Task statement ::
Going line by line through the entries, count those containing "below" and state only the result.

Point localization data ::
--------------------------------
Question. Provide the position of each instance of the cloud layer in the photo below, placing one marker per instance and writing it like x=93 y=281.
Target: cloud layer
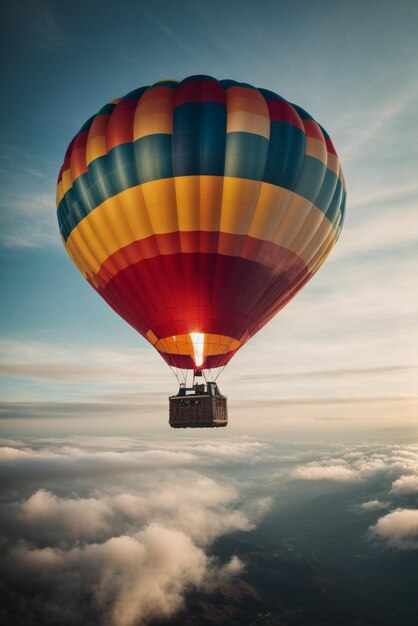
x=122 y=555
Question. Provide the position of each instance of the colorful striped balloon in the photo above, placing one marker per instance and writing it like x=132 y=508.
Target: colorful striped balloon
x=198 y=209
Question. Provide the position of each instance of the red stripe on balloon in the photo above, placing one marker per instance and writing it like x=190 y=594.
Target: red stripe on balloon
x=197 y=292
x=121 y=124
x=264 y=252
x=282 y=111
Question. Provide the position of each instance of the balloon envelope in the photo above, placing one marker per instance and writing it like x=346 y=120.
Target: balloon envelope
x=198 y=209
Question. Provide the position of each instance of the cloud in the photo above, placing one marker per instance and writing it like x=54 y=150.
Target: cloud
x=26 y=465
x=374 y=505
x=399 y=528
x=361 y=463
x=126 y=581
x=124 y=556
x=406 y=484
x=337 y=473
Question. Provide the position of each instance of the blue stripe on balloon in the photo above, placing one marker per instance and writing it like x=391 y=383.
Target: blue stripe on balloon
x=201 y=146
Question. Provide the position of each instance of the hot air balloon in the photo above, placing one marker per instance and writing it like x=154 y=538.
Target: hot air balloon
x=197 y=210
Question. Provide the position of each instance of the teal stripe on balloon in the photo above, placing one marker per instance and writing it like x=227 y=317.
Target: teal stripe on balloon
x=280 y=161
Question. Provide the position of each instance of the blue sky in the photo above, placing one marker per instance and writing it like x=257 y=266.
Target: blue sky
x=65 y=356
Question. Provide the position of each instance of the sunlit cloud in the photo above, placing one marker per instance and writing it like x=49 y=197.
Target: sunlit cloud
x=406 y=484
x=399 y=528
x=127 y=554
x=374 y=505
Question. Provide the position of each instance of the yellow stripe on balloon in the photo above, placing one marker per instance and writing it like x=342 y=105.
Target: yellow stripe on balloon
x=230 y=205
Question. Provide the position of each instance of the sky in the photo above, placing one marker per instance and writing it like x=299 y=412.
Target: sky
x=111 y=518
x=341 y=358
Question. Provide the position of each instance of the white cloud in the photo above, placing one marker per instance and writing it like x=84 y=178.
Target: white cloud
x=316 y=471
x=361 y=463
x=406 y=484
x=374 y=505
x=129 y=580
x=131 y=555
x=399 y=528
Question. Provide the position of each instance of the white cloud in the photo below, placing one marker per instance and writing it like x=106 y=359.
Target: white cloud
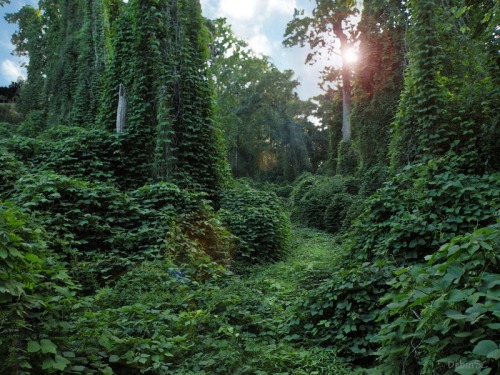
x=281 y=6
x=239 y=10
x=260 y=44
x=10 y=71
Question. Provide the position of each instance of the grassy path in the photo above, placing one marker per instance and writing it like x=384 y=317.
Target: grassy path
x=268 y=292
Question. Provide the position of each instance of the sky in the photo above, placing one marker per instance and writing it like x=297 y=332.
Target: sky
x=261 y=23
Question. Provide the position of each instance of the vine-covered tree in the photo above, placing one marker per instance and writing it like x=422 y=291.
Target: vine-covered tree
x=160 y=54
x=330 y=21
x=263 y=119
x=447 y=102
x=378 y=78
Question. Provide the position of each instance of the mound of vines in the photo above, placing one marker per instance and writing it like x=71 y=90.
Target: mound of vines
x=423 y=208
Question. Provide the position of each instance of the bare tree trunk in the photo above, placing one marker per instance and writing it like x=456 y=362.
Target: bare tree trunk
x=121 y=114
x=346 y=82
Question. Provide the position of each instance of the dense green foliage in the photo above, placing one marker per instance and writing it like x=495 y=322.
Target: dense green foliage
x=422 y=208
x=131 y=250
x=445 y=311
x=259 y=221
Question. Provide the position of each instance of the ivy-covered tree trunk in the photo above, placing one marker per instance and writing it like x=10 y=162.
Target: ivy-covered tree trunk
x=422 y=123
x=160 y=54
x=378 y=79
x=346 y=81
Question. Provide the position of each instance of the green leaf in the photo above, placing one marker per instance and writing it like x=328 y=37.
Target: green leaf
x=48 y=346
x=60 y=363
x=485 y=347
x=33 y=347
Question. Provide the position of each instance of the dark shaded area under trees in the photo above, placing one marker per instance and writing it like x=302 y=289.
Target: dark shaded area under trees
x=189 y=241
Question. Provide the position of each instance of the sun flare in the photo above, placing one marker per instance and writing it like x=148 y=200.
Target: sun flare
x=351 y=56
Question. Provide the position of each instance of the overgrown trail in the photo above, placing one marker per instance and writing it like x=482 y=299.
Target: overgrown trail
x=267 y=296
x=312 y=255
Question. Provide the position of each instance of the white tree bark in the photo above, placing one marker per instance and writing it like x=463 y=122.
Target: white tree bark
x=121 y=114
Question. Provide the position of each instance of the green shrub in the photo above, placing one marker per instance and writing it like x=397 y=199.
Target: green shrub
x=341 y=311
x=90 y=154
x=322 y=202
x=348 y=159
x=78 y=214
x=422 y=208
x=336 y=212
x=35 y=293
x=10 y=171
x=442 y=316
x=259 y=221
x=373 y=179
x=102 y=230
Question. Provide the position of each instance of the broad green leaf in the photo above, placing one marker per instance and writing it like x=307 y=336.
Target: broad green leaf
x=48 y=346
x=33 y=347
x=485 y=347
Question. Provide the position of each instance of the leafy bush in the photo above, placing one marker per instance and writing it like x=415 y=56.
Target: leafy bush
x=442 y=316
x=322 y=202
x=79 y=215
x=422 y=208
x=341 y=311
x=92 y=154
x=101 y=229
x=259 y=222
x=10 y=171
x=336 y=212
x=373 y=179
x=35 y=292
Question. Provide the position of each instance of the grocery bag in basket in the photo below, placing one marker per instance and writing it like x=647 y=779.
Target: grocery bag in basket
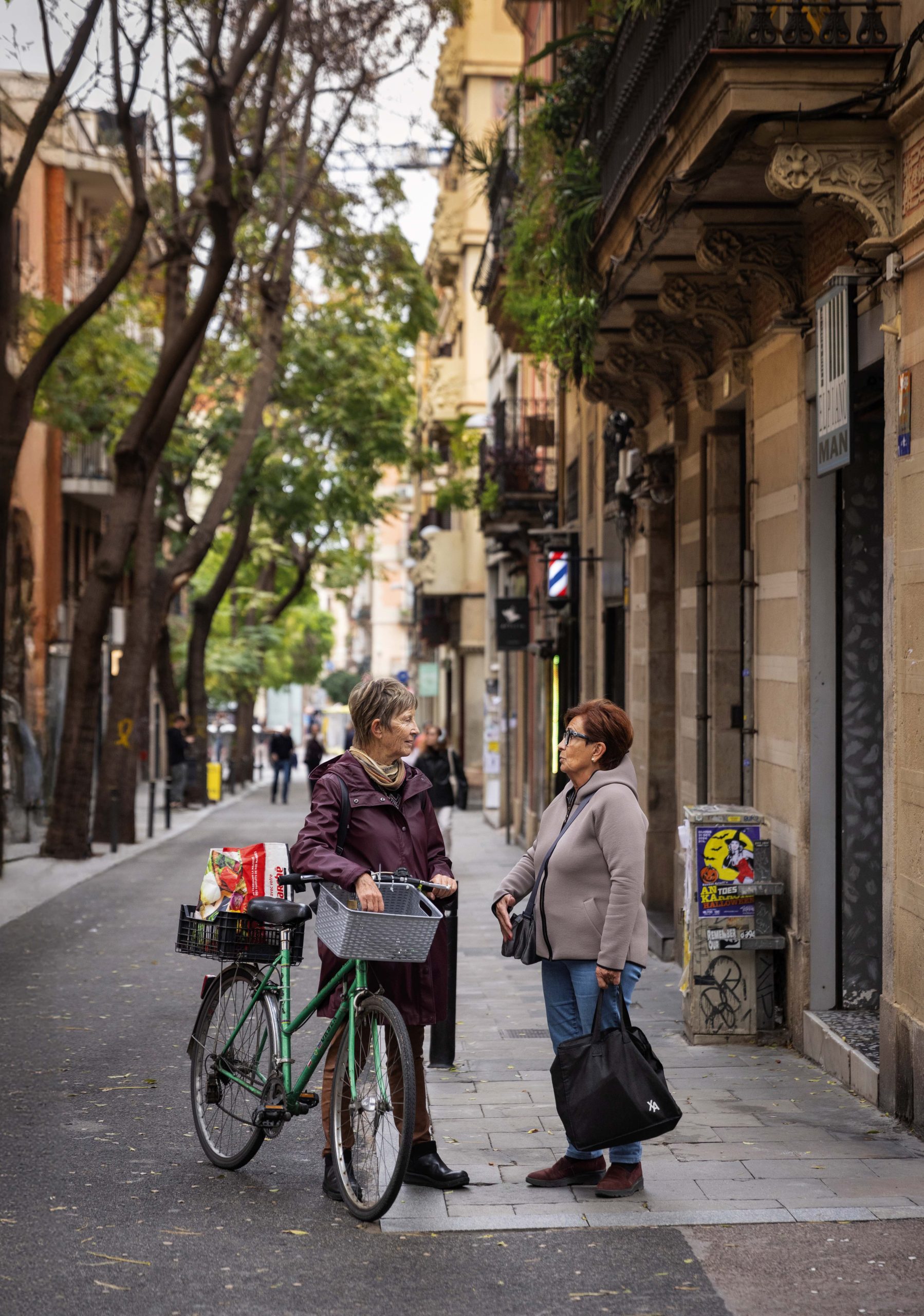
x=235 y=877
--------------------------------
Expected output ::
3